* Stated task
Reproduce the entire passage on shrinking below word for word, changing nothing.

*** Supplied passage ***

An example of shrinking
Suppose we believe that the following property holds:
After lower-casing every character in a string, all the
characters in this string will be lower-case.
\str -> all isLower (map toLower str)
When we run the property test without shrinking, we may get a
counterexample like the following:
"As5Enu3auO4"
It is certainly not immediately obvious to me why this is a
counterexample for the above property. However, when we rerun the
property test with shrinking, the counterexample is shrunk
to the following:
"1"
Now it becomes rather obvious why the test failed, if we start
debugging as follows:
λ toLower '1'
'1'
λ isLower '1'
False
Indeed, applying toLower
to the character
'1'
returns '1'
, but it is also not
considered lower-case by isLower
. In this case, the
property that we thought would hold just does not hold. We could
try to specialise it so that we get a property that does hold, but
that is beyond the scope of this example.

*** Data lines ***

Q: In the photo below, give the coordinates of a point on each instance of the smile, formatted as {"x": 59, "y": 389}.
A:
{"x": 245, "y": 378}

***

* Answer to the exercise
An example of shrinking
Suppose we believe that the following property holds:
After lower-casing every character in a string, all the
characters in this string will be lower-case.
\str -> all isLower (map toLower str)
When we run the property test without shrinking, we may get a
counterexample like the following:
"As5Enu3auO4"
It is certainly not immediately obvious to me why this is a
counterexample for the above property. However, when we rerun the
property test with shrinking, the counterexample is shrunk
to the following:
"1"
Now it becomes rather obvious why the test failed, if we start
debugging as follows:
λ toLower '1'
'1'
λ isLower '1'
False
Indeed, applying toLower
to the character
'1'
returns '1'
, but it is also not
considered lower-case by isLower
. In this case, the
property that we thought would hold just does not hold. We could
try to specialise it so that we get a property that does hold, but
that is beyond the scope of this example.